◆ Pagina ◆
━━━━━━━━
Recensie
Recensie Netflix-serie 'Vikings: Valhalla'
Imposante sets, kostuums, wapens en schepen, maar Ragnar Lothbrok en zijn strijdmakkers worden node gemist.
Regie: Steve Saint Leger, Jeb Stuart | Cast: Sam Corlett (Leif Eriksson), Frida Gustavsson (Freydis Eriksdotter), Leo Suter (Harald Sigurdsson), Laura Berlin (Emma of Normandy), Jóhannes Haukur Jóhannesson (Olaf Haraldsson), e.a. | Afleveringen: 8 | Speelduur: 44-59 minuten | Jaar: 2022
Even wennen is het wel, zo'n nieuw clubje Vikingen. In de eerste aflevering van Vikings: Valhalla varen ze de haven binnen van het fictieve stadje Kattegat, de uitvalsbasis van de Noormannen en -vrouwen. De imposante sets, kostuums, wapens en schepen ogen nog steeds hetzelfde, maar Ragnar Lothbrok en zijn strijdmakkers worden node gemist.
Er is een eeuw verstreken, dus vanzelfsprekend zijn de sterfelijke helden en heldinnen uit de populaire serie Vikings inmiddels niet meer in leven. Wel heeft Ragnar in de loop der jaren een mythische status verworven onder zijn nazaten. Voorafgaand aan de strijd brullen de bruuske baardmannen af en toe zijn naam, bij wijze van inspiratie en ophitsing.
Vikings: Valhalla is in vergelijking met de hoofdserie opvallend rechtlijnig van aard. Meervoudige wraakmissies vormen het uitgangspunt in deze spin-off-serie. Zo trommelt koning Knoet de Grote een enorm leger op, om alle Vikingbroeders te wreken die op Sint Brixius-dag werden afgeslacht. Daarnaast komen Leif Eriksson en Freydis Eriksdotter (respectievelijk de zoon en dochter van de legendarische Erik de Rode) helemaal vanuit Groenland naar Noorwegen gevaren om wraak te nemen op een christelijke smeerlap. En dan zet ook een godsdienstwaanzinnige nog alles op alles om te achterhalen wie zijn handlangers heeft vermoord. Reken vooral niet op genade.
━━━━━━━━
◆ Bronmateriaal ◆
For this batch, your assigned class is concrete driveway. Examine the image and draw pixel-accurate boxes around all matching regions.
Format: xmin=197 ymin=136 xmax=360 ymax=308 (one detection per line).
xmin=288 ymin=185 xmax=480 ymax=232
━━━━━━━━
◆ Wat je moet doen ◆
A. Neem het stuk uit de recensie van Vikings: Valhalla over, beginnend bij "Vikings: Valhalla is" en eindigend bij "niet op genade.", en verwissel daarin "Groenland" voor "IJsland".
B. Van wie zijn Leif Eriksson en Freydis Eriksdotter volgens de recensie van Vikings: Valhalla de kinderen?
C. Noem alle acteurs en actrices die in de recensie van Vikings: Valhalla met naam bij de cast staan vermeld.

◆ Antwoorden op volgorde ◆
A.
Vikings: Valhalla is in vergelijking met de hoofdserie opvallend rechtlijnig van aard. Meervoudige wraakmissies vormen het uitgangspunt in deze spin-off-serie. Zo trommelt koning Knoet de Grote een enorm leger op, om alle Vikingbroeders te wreken die op Sint Brixius-dag werden afgeslacht. Daarnaast komen Leif Eriksson en Freydis Eriksdotter (respectievelijk de zoon en dochter van de legendarische Erik de Rode) helemaal vanuit IJsland naar Noorwegen gevaren om wraak te nemen op een christelijke smeerlap. En dan zet ook een godsdienstwaanzinnige nog alles op alles om te achterhalen wie zijn handlangers heeft vermoord. Reken vooral niet op genade.

B. Van de legendarische Erik de Rode.

C. Sam Corlett, Frida Gustavsson, Leo Suter, Laura Berlin, Jóhannes Haukur Jóhannesson